[Task to carry out] Reproduce the records exactly.
==== Exercise material ====
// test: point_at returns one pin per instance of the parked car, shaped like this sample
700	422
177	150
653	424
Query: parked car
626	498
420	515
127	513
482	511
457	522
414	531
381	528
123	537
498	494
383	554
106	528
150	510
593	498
====
[Your response]
// test: point_at returns one pin per instance of the parked car, shaped like this sample
700	422
177	150
653	424
Query: parked car
626	498
420	515
127	513
482	511
457	522
414	531
381	528
123	537
498	494
383	554
106	528
150	510
593	498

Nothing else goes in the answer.